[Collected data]
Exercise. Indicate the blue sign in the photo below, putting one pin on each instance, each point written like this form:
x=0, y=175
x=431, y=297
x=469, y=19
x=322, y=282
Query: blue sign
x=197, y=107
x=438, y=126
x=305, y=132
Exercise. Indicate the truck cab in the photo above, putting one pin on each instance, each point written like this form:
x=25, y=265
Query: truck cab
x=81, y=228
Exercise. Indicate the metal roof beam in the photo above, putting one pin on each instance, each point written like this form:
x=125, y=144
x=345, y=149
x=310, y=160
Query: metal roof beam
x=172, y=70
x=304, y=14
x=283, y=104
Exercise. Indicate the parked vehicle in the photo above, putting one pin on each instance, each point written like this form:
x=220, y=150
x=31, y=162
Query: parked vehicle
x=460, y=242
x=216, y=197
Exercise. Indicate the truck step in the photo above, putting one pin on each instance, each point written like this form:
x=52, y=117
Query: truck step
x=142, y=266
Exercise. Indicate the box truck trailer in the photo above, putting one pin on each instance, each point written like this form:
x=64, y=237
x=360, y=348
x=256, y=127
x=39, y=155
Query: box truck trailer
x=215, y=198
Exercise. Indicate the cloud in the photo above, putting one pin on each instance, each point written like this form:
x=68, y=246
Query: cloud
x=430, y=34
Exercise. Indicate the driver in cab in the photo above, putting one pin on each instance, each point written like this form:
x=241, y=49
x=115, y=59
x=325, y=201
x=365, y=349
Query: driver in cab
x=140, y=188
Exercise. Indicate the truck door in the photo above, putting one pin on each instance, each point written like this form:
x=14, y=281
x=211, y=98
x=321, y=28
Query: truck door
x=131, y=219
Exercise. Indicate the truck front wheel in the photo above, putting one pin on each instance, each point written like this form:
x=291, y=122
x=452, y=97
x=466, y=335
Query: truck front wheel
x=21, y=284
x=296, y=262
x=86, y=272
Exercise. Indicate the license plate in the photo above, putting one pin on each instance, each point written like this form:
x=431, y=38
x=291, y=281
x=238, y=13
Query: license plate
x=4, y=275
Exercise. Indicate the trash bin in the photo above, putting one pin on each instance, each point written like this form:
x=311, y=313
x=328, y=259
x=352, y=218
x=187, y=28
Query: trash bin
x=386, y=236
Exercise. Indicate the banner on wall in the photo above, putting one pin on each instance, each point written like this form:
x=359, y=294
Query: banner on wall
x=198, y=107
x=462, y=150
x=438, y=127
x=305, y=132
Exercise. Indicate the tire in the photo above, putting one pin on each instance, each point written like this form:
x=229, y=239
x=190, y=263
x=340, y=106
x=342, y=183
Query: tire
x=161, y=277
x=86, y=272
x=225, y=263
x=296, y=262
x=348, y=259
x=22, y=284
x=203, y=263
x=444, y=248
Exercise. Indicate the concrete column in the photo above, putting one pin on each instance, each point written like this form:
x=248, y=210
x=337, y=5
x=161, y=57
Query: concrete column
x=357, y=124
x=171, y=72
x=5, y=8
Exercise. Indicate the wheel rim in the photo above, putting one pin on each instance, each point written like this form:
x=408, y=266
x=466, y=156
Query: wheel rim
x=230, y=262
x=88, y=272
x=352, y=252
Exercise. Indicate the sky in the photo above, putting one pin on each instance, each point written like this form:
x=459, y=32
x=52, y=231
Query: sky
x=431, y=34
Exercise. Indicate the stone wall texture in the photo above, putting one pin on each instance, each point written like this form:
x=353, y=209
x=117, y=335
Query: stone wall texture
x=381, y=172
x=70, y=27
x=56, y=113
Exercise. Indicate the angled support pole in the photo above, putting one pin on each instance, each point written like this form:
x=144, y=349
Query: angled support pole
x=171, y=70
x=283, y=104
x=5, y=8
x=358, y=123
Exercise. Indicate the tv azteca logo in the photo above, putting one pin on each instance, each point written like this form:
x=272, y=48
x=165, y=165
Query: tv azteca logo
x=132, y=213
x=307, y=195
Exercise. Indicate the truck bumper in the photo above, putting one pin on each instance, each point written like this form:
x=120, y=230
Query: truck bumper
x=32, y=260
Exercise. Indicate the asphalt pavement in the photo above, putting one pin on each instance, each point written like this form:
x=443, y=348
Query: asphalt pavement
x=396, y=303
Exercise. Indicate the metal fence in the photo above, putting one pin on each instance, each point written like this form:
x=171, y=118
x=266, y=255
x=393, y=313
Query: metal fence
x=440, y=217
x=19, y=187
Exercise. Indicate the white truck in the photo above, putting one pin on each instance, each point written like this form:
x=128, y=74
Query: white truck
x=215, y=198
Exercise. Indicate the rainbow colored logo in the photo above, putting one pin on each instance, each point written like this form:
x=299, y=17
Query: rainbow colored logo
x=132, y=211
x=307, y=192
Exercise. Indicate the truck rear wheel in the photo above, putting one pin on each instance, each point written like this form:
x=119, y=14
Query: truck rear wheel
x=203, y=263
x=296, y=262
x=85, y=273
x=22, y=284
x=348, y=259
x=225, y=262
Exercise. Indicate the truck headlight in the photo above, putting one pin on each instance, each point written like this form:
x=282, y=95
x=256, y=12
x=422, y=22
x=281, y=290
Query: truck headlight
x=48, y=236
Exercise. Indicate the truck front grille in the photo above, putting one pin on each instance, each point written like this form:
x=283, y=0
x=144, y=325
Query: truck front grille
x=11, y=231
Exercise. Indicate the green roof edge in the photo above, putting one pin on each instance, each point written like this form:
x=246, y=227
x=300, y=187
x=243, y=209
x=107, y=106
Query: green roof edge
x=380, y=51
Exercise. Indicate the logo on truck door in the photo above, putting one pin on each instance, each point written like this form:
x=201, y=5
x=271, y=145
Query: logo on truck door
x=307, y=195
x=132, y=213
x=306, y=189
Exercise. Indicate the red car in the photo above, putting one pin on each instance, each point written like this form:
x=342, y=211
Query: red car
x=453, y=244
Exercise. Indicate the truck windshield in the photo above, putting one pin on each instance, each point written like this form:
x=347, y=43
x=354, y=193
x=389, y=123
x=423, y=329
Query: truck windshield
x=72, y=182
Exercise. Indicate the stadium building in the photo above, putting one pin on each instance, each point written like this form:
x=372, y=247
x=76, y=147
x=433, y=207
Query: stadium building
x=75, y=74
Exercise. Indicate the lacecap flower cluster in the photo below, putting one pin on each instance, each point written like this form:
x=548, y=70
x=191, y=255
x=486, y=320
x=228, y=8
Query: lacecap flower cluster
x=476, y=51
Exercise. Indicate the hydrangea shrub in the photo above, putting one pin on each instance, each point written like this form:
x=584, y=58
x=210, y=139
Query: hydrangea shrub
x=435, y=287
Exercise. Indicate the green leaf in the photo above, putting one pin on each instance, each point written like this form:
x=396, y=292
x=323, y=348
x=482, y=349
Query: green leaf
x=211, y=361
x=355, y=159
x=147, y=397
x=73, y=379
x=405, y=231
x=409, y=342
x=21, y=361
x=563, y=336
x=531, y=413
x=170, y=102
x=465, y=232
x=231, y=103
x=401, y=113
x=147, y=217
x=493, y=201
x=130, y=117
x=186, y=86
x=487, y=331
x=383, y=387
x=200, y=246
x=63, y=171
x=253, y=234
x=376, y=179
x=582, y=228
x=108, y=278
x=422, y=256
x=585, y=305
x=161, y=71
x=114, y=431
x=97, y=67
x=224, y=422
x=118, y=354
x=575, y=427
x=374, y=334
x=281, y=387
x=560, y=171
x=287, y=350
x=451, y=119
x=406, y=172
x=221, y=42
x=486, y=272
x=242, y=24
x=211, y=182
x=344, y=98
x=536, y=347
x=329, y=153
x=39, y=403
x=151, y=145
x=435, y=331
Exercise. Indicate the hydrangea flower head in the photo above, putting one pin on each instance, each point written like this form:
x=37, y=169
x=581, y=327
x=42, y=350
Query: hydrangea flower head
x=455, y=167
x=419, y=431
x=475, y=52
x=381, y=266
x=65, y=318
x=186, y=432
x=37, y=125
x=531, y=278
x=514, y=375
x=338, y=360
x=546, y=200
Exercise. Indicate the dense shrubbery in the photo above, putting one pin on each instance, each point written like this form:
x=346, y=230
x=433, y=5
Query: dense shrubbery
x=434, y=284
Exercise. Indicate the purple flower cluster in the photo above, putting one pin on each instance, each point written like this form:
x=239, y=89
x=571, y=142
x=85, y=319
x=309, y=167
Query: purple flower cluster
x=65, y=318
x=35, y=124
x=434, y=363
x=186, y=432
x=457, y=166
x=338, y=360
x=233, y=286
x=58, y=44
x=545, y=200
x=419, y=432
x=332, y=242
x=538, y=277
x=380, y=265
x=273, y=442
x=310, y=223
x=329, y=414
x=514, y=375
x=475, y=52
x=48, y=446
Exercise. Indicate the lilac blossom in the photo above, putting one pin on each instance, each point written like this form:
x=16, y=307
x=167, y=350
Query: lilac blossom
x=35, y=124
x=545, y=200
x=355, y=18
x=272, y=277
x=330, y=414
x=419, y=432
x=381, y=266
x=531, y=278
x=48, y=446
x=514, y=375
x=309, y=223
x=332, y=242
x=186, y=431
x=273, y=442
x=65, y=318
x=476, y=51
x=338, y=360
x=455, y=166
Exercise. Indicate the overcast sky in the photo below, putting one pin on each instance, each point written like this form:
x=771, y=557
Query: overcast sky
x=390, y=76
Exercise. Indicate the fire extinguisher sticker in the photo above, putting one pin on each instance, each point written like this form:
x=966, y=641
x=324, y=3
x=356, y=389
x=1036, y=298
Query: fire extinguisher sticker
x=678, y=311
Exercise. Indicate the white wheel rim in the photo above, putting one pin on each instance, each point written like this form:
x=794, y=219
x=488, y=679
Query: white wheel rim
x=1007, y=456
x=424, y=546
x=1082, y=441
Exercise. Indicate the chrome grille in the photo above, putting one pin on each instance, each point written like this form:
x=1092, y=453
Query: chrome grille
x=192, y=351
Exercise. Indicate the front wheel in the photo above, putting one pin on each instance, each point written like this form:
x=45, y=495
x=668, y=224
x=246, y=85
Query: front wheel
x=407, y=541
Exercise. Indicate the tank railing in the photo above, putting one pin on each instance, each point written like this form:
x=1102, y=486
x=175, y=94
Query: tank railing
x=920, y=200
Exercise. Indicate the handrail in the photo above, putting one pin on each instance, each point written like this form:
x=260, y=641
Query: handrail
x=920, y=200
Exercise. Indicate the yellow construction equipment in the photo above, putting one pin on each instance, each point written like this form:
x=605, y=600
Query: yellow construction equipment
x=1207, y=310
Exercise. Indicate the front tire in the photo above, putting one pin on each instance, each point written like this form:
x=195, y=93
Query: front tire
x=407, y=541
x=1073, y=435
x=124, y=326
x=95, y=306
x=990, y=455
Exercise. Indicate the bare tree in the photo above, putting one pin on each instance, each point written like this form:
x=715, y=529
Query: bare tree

• EXERCISE: Look above for the line holding "Exercise. Indicate the metal roof" and the line holding "x=241, y=49", then output exactly those two lines and every line between them, nothing more.

• SOLUTION TO THE EXERCISE:
Exercise. Indicate the metal roof beam in the photo above, putting one pin on each instance, each point written like this form:
x=125, y=144
x=345, y=149
x=310, y=160
Query: metal roof beam
x=172, y=70
x=304, y=14
x=283, y=104
Exercise. Indicate the parked vehicle in the photo above, putting one pin on each instance, each point written like this form:
x=220, y=150
x=31, y=162
Query: parked vehicle
x=460, y=242
x=216, y=197
Exercise. Indicate the truck step in the photo above, putting one pin on each instance, each point written like this form:
x=52, y=117
Query: truck step
x=142, y=266
Exercise. Indicate the box truck trailer in the photo above, putting one pin on each instance, each point written like this form:
x=64, y=237
x=360, y=348
x=256, y=127
x=39, y=155
Query: box truck trailer
x=215, y=198
Exercise. Indicate the cloud in the photo above, putting one pin on each instance, each point written like this form:
x=68, y=246
Query: cloud
x=430, y=34
Exercise. Indicate the driver in cab in the photo above, putting one pin on each instance, each point written like this form:
x=241, y=49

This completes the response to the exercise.